◆ **Extracted text**
★ ★ ★ ★ ★ ★ ★

- Trial tests of jetpacks to deliver medical attention to individuals in remote areas went well in England.
- The jetpacks feature a total of five engines, with arm-mounted engines allowing for precise control.
- Medics would need to be specially trained to use the hardware.
In the realm of science fiction, jetpacks are commonplace. They’re small, easy to control, and seemingly incredibly safe. In the real world, things aren’t quite as simple, and while jetpacks do exist in a variety of forms, they’ve been used mainly for recreation. That could change, as trials in England have proven that strapping personal flight gear to an EMT could save lives in remote regions.
In the experimental test flight, a jetpack pilot was tasked with scaling a very large incline. It could take a person on foot up to a half-hour to reach the top, but with a jetpack to aid him, the pilot showed that the response time could be cut down to as short as 90 seconds.
The jetpack being used in this case is quite sophisticated, and the pilot can control their ascent and descent as well as their overall position in the air with the help of arm-mounted engines. There are two engines on each arm and a fifth engine is mounted to the person’s back, like a traditional jetpack.
The wearable wouldn’t be perfect for every situation, but in Lake District where it was tested, giving medics the ability to scale large inclines rapidly could save a life for someone in serious trouble.
“The biggest advantage is its speed,” Andy Mawson of the Great North Air Ambulance Service said in a statement. “If the idea takes off, the flying paramedic will be armed with a medical kit, with strong pain relief for walkers who may have suffered fractures, and a defibrillator for those who may have suffered a heart attack. In a jet pack, what might have taken up to an hour to reach the patient may only take a few minutes, and that could mean the difference between life and death.”
These early tests don’t necessarily mean that jetpacks will be the wave of the future for rescuers, but they certainly do look promising. Obviously, piloting a jetpack requires a good bit of training, which would mean that emergency personnel would need to be highly skilled at flying them before they could be used in real-world scenarios.
One of the big limitations of the jetpacks, especially when used in remote areas, is that transporting a person once they are reached would be essentially out of the question. You can’t carry a person out of a dangerous situation with a jetpack. However, you would be able to reach them much faster than you could on foot, so it’s a trade-off that may be worth making.

★ ★ ★ ★ ★ ★ ★

◆ **Extracted data**

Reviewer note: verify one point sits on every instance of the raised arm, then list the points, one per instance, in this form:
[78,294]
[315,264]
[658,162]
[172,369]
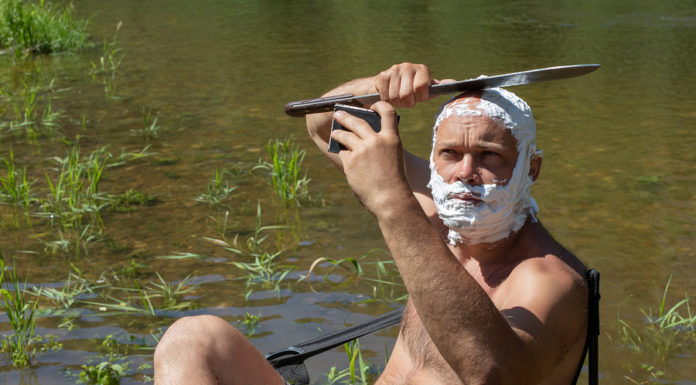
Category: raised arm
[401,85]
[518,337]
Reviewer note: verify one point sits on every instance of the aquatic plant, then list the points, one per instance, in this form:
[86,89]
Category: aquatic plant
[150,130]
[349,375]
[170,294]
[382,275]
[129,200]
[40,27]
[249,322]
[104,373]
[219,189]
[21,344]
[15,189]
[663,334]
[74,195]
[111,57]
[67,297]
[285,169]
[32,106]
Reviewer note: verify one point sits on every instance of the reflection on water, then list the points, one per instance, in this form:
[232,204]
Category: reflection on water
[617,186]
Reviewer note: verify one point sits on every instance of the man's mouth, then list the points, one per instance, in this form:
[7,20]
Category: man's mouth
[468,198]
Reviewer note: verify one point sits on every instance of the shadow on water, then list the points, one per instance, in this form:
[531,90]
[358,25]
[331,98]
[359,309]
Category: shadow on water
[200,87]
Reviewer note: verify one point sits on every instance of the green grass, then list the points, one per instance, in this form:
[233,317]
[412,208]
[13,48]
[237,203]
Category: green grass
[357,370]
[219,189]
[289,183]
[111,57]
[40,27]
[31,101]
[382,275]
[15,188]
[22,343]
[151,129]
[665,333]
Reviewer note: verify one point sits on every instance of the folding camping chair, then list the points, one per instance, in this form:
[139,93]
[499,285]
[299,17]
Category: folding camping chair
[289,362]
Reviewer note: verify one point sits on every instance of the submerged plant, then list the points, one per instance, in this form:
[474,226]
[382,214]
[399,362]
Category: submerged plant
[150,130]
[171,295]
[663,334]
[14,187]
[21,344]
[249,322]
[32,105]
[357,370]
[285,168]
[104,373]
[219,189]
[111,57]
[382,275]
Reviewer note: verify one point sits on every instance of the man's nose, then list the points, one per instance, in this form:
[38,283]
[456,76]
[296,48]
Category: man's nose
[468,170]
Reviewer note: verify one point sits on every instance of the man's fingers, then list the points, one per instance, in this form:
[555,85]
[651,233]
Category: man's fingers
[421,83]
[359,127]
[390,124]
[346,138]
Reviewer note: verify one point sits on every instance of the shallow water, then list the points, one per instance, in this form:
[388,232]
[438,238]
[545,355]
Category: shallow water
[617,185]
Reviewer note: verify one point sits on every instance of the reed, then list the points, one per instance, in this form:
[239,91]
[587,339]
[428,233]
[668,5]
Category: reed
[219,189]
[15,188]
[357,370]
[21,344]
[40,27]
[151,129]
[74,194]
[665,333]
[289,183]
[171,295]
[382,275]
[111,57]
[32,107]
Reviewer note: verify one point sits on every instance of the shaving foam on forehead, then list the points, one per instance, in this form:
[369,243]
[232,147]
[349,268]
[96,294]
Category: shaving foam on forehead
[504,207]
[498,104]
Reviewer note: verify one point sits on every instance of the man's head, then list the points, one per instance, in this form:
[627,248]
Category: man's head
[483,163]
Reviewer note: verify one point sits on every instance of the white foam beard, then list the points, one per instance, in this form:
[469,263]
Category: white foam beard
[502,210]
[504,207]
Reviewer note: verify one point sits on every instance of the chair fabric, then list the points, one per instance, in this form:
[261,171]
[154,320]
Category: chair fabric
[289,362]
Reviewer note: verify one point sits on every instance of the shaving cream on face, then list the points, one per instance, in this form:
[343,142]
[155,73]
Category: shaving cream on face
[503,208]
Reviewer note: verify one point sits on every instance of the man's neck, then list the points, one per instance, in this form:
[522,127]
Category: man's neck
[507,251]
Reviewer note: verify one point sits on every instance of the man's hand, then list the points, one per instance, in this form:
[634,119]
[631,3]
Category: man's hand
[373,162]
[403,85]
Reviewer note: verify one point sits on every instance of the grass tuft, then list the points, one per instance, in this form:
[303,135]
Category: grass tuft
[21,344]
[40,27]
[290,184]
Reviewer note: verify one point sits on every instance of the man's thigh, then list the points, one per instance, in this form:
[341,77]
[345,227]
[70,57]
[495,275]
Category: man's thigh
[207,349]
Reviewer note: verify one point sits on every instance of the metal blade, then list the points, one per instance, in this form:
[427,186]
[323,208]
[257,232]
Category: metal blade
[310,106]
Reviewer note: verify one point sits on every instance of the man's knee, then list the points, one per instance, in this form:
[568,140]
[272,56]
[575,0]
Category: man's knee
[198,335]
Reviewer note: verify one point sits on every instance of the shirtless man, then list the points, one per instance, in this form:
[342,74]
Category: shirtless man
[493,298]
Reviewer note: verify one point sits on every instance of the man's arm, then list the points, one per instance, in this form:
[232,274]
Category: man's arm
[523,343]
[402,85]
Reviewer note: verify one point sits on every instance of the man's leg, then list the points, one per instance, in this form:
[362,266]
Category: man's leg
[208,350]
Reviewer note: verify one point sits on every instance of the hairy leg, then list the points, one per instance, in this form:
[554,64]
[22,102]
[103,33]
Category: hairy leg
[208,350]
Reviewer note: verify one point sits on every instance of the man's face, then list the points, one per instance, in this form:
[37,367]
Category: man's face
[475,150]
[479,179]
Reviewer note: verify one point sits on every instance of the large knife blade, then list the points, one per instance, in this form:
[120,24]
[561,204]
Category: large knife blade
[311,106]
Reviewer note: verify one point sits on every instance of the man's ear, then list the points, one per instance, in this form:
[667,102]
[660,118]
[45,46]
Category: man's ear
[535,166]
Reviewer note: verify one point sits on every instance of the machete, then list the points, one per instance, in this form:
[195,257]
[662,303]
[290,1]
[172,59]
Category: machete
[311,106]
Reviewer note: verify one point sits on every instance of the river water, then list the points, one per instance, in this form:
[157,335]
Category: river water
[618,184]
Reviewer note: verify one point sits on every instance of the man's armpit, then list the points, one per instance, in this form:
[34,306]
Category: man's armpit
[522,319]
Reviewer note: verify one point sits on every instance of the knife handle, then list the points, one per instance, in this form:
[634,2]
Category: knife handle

★ ★ ★ ★ ★ ★ ★

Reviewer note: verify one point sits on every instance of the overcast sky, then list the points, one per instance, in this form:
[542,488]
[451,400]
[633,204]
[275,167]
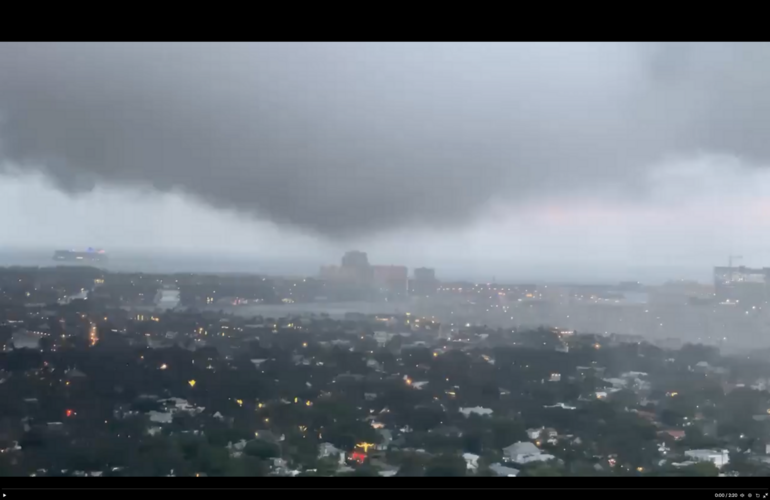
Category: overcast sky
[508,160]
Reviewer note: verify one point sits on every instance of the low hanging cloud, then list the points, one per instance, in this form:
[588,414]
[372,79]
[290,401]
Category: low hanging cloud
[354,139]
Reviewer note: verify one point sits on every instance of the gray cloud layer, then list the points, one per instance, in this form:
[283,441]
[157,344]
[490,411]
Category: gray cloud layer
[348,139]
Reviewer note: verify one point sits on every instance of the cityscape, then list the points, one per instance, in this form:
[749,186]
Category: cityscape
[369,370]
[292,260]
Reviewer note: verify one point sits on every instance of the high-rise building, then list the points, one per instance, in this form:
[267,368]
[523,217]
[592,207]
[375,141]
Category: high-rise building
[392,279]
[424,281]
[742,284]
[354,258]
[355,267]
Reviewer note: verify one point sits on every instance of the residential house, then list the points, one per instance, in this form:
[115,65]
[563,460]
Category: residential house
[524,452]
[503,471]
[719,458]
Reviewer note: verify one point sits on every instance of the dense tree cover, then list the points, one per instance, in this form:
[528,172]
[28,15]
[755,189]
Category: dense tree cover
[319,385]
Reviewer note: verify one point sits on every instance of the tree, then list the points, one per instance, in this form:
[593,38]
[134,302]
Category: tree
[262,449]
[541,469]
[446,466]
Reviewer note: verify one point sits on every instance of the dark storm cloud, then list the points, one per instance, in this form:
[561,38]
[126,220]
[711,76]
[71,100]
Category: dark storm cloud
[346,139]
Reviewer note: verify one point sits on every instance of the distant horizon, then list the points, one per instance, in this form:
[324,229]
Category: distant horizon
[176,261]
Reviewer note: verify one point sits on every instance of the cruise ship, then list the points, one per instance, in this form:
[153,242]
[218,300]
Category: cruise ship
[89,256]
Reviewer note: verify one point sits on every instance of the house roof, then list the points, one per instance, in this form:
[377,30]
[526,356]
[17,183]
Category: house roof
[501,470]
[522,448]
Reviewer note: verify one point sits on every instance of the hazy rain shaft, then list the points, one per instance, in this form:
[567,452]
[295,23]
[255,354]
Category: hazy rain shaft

★ ★ ★ ★ ★ ★ ★

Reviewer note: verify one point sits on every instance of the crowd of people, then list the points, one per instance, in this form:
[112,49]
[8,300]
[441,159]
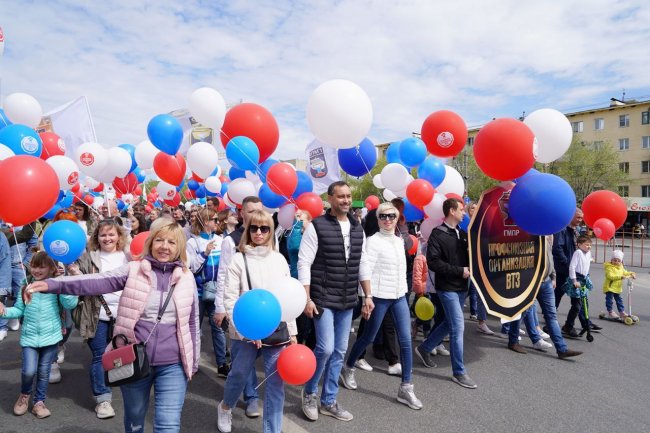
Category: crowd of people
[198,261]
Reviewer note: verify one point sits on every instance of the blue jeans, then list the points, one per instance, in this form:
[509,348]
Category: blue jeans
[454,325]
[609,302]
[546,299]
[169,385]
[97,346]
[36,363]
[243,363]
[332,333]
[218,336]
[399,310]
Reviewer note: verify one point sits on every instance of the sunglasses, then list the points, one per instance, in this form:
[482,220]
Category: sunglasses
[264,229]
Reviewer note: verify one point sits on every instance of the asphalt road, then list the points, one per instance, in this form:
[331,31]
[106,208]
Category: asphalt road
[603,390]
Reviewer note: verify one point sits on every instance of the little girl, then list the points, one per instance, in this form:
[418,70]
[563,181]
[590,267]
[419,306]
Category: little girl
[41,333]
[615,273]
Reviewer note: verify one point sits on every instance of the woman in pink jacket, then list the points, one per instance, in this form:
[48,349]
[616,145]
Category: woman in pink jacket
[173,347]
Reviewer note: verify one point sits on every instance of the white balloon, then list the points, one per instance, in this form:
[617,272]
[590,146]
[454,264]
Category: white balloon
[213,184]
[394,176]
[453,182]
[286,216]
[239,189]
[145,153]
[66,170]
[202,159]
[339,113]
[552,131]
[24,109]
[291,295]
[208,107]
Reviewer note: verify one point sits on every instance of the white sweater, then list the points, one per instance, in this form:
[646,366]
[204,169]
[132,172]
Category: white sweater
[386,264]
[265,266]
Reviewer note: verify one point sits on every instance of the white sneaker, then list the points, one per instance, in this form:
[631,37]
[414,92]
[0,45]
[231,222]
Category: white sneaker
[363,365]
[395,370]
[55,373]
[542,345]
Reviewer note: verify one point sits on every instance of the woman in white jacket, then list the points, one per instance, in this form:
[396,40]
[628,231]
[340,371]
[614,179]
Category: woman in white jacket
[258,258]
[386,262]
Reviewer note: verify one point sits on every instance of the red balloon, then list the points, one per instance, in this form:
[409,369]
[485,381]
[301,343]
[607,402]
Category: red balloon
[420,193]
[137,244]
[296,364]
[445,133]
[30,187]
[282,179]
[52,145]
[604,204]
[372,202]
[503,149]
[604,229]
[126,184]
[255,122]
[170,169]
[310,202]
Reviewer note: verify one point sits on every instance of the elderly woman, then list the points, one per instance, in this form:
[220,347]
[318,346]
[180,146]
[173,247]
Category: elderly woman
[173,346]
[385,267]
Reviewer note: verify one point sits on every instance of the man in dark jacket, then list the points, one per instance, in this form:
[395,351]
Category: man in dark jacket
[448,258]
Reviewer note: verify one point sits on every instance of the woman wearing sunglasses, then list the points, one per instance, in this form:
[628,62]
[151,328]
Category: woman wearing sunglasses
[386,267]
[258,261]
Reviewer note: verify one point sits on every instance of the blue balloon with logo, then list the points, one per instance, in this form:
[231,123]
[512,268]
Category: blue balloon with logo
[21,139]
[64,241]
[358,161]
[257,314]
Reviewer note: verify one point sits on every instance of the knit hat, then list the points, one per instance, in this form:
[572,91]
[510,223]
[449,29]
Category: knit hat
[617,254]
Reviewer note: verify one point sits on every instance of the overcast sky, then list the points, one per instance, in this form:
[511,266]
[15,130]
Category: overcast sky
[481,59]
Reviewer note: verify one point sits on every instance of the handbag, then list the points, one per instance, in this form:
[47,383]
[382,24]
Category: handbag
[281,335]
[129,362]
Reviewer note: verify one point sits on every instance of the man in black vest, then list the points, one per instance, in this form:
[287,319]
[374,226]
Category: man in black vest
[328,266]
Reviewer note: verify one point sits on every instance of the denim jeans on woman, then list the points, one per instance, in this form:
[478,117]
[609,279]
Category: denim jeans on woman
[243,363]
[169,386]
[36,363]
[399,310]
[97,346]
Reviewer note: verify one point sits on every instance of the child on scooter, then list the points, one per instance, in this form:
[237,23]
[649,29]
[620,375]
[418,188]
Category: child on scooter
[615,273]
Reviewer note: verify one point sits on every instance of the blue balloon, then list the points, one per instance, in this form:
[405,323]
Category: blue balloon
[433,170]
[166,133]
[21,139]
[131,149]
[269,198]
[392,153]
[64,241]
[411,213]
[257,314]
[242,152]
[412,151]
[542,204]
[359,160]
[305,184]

★ ★ ★ ★ ★ ★ ★

◆ **Check your understanding**
A. List every length of time mentioned in the jetpack article.
B. Reproduce the part of the jetpack article starting with "These early tests" and going on through "be worth making.".
The lines above come from a different source than the jetpack article.

◆ **Solutions to the exercise**
A.
- up to a half-hour
- as short as 90 seconds
- up to an hour
- a few minutes

B.
These early tests don’t necessarily mean that jetpacks will be the wave of the future for rescuers, but they certainly do look promising. Obviously, piloting a jetpack requires a good bit of training, which would mean that emergency personnel would need to be highly skilled at flying them before they could be used in real-world scenarios.
One of the big limitations of the jetpacks, especially when used in remote areas, is that transporting a person once they are reached would be essentially out of the question. You can’t carry a person out of a dangerous situation with a jetpack. However, you would be able to reach them much faster than you could on foot, so it’s a trade-off that may be worth making.